TEXT:
CHARLOTTE, N.C. — Ask Chef Greg Collier what his favorite dish is to make, and the answer is simple: grits.

Grits, he said, “speaks to the point of Southern cooking.”

“You’ve got to take your time, you’ve got to use a really good product, and you’ve got to care about what you do,” he said. “The better corn you get, the better grits are.”


What You Need To Know

  • Chef Greg Collier has been nominated for the James Beard Foundation's outstanding chef award, a top culinary honor

  • Greg Collier and his wife Subrina Collier's Leah and Louise restaurant is in Charlotte's Camp North End. They are also reopening their popular breakfast and bruch spot Uptown Yolk this spring

  • Other James Beard nominations in North Carolina include Heff's Burger Club, in Winston-Salem, and Neng Jr.'s, in Asheville, for best new restaurant, and Kingfisher, in Durham, for outstanding bar

  • Finalists for the awards will be announced in the end of March

They need to cook low and slow for two hours, and it’s even better to take the time to make a stock first to cook them in, he said.

“Grits will always be my thing because I think it speaks to who I am as a cook and what I believe Southern cooking is supposed to be,” Collier said.

The James Beard Foundation just nominated Collier as a semifinalist for its “outstanding chef” award, one of the most prestigious in the culinary world.

Greg Collier and his wife and business partner, Subrina Collier, own Leah and Louise in Charlotte’s Camp North End and are getting ready to reopen their popular breakfast spot Uptown Yolk Cafe.

WORK TO COMPLETE: Quote the whole article about Chef Greg Collier word for word.

Entries drawn from a collection:
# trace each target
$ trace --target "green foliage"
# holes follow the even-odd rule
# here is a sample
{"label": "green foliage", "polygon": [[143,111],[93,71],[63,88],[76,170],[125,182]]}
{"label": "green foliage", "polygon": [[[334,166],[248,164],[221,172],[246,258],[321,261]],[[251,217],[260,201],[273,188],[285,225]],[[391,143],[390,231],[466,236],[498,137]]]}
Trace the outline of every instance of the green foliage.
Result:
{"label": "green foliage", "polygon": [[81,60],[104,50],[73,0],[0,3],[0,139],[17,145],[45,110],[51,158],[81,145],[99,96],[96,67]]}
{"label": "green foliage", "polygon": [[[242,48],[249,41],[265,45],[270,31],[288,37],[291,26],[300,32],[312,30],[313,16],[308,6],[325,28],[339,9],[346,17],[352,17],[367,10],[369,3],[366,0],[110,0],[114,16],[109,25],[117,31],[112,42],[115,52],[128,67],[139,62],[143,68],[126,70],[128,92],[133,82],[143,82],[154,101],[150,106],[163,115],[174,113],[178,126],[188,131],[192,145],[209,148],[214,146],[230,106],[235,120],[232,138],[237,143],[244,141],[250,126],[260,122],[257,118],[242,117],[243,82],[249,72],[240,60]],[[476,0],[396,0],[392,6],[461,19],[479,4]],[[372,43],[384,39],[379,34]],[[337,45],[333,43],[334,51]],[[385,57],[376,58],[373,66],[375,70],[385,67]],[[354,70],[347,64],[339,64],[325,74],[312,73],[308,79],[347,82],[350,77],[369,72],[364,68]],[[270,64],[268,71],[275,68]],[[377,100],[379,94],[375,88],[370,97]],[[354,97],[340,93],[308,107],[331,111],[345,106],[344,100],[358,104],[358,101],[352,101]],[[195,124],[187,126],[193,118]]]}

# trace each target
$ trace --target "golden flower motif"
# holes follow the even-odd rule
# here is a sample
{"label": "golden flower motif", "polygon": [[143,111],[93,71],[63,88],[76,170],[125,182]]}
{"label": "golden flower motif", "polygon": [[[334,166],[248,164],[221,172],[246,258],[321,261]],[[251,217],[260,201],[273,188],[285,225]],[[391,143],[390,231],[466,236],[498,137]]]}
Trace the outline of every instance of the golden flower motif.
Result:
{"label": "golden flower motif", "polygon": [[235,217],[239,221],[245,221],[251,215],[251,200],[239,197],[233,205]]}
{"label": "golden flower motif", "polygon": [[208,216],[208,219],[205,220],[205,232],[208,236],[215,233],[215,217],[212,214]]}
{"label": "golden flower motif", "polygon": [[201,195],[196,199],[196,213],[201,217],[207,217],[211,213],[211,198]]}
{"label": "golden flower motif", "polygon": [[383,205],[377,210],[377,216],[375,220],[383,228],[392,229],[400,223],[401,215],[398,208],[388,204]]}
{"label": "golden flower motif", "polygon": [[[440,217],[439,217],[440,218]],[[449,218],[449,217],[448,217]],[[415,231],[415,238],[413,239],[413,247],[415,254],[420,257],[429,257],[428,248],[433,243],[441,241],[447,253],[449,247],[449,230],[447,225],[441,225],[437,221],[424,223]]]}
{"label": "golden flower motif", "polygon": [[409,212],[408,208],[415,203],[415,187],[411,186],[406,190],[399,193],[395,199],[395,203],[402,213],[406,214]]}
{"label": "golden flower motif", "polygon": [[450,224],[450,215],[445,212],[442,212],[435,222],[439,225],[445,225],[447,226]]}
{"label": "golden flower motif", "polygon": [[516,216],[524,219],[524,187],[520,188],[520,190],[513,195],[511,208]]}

FINISHED TASK:
CHARLOTTE, N.C. — Ask Chef Greg Collier what his favorite dish is to make, and the answer is simple: grits.

Grits, he said, “speaks to the point of Southern cooking.”

“You’ve got to take your time, you’ve got to use a really good product, and you’ve got to care about what you do,” he said. “The better corn you get, the better grits are.”


What You Need To Know

  • Chef Greg Collier has been nominated for the James Beard Foundation's outstanding chef award, a top culinary honor

  • Greg Collier and his wife Subrina Collier's Leah and Louise restaurant is in Charlotte's Camp North End. They are also reopening their popular breakfast and bruch spot Uptown Yolk this spring

  • Other James Beard nominations in North Carolina include Heff's Burger Club, in Winston-Salem, and Neng Jr.'s, in Asheville, for best new restaurant, and Kingfisher, in Durham, for outstanding bar

  • Finalists for the awards will be announced in the end of March

They need to cook low and slow for two hours, and it’s even better to take the time to make a stock first to cook them in, he said.

“Grits will always be my thing because I think it speaks to who I am as a cook and what I believe Southern cooking is supposed to be,” Collier said.

The James Beard Foundation just nominated Collier as a semifinalist for its “outstanding chef” award, one of the most prestigious in the culinary world.

Greg Collier and his wife and business partner, Subrina Collier, own Leah and Louise in Charlotte’s Camp North End and are getting ready to reopen their popular breakfast spot Uptown Yolk Cafe.